Document extract:
Content starts

March 2021 Champions!
Drs. Amanda Millstein & Ashley McClure
Climate & Health Advocate, Climate Health Now (California)
The climate crisis came after Amanda Millstein like a wildfire. In October 2017, Dr. Millstein’s parents had evacuated their home in California’s Napa Valley, about 40 miles from her Bay Area home, almost literally a step ahead of Northern California firestorms. At four o’clock in the morning, they were at her door in need of a place to stay.
“This was the first time I was forced to come face to face with what climate change means – for me, personally,” Dr. Millstein says. “There was a fire within about a mile and a half of their house.”
That day created what the primary care pediatrician in Richmond, California, calls her “climate awakening.”
Dr. Millstein realizes she has been fortunate in that her family – including her parents – have been spared the horrific devastation and even loss of life that the fires have left. But the catastrophes created a deep sense of anxiety that her go-to exercise and meditation could not quell.
After about two years, the doctor felt she needed to find a doctor. That’s when she met internist Ashley McClure. “We had this moment together where I said, ‘This is how I’m feeling,’ and she said, “I am, too,’” Dr. Millstein says.
Dr. McClure asked Dr. Millstein to help her organize a physician day of advocacy in the Bay Area, timing it with the international climate strikes of September 2019. After considering it for a week or so, Dr. Millstein agreed. She also decided that she needed to tell the news media about the advocacy – and she then discovered the public forum authority that doctors can have.
In addition to meetings with staffers in the offices of then-House Minority Leader Nancy Pelosi and Senator Dianne Feinstein, the two doctors got media attention for the advocacy effort, including in The San Francisco Chronicle.
The success Dr. Millstein felt was liberating, and it continues with the advocacy organization that she and Dr. McClure founded for California medical and health professionals, and students, Climate Health Now.
Dr. Millstein knows the climate crisis poses a danger of long-term catastrophe. But she says the health benefits of combatting the crisis can come fast, in things like reduced asthma and heart disease. “This is going to help us right now,” she says “People are going to be healthier. That’s the exciting part.”

Content ends

(Excerpts from a dataset)
Content starts

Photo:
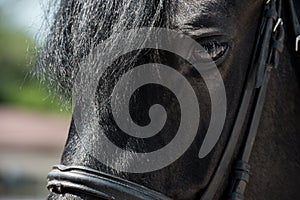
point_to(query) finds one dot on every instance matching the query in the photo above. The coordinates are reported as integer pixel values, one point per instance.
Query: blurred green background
(33, 122)
(18, 52)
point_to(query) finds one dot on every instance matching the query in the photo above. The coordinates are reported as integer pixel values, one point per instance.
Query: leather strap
(265, 57)
(78, 179)
(296, 24)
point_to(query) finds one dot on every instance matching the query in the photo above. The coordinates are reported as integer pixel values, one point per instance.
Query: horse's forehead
(188, 11)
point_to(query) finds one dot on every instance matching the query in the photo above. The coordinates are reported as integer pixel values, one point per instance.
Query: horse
(261, 80)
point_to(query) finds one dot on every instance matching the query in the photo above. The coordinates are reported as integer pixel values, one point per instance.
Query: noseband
(269, 45)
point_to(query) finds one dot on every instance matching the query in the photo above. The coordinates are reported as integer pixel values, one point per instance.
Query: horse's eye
(213, 50)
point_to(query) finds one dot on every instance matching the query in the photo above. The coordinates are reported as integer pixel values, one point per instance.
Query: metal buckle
(297, 42)
(279, 22)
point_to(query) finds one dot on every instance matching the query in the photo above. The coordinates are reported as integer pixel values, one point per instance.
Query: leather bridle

Content ends

Work task 1:
In two sentences, summarize the profile of Drs. Amanda Millstein and Ashley McClure.
Work task 2:
From the profile of the two doctors, quote the passage from "After about two" up to and including "doctors can have.".
Use only the text itself, not the rows.

Task solution 1:
After her parents evacuated their Napa Valley home during the October 2017 Northern California fires and arrived at her door, pediatrician Amanda Millstein had what she calls her "climate awakening" along with a deep sense of anxiety. With internist Ashley McClure, she organized a physician day of advocacy in the Bay Area in September 2019 that drew media attention, and the two founded Climate Health Now for California medical and health professionals and students.

Task solution 2:
After about two years, the doctor felt she needed to find a doctor. That’s when she met internist Ashley McClure. “We had this moment together where I said, ‘This is how I’m feeling,’ and she said, “I am, too,’” Dr. Millstein says.
Dr. McClure asked Dr. Millstein to help her organize a physician day of advocacy in the Bay Area, timing it with the international climate strikes of September 2019. After considering it for a week or so, Dr. Millstein agreed. She also decided that she needed to tell the news media about the advocacy – and she then discovered the public forum authority that doctors can have.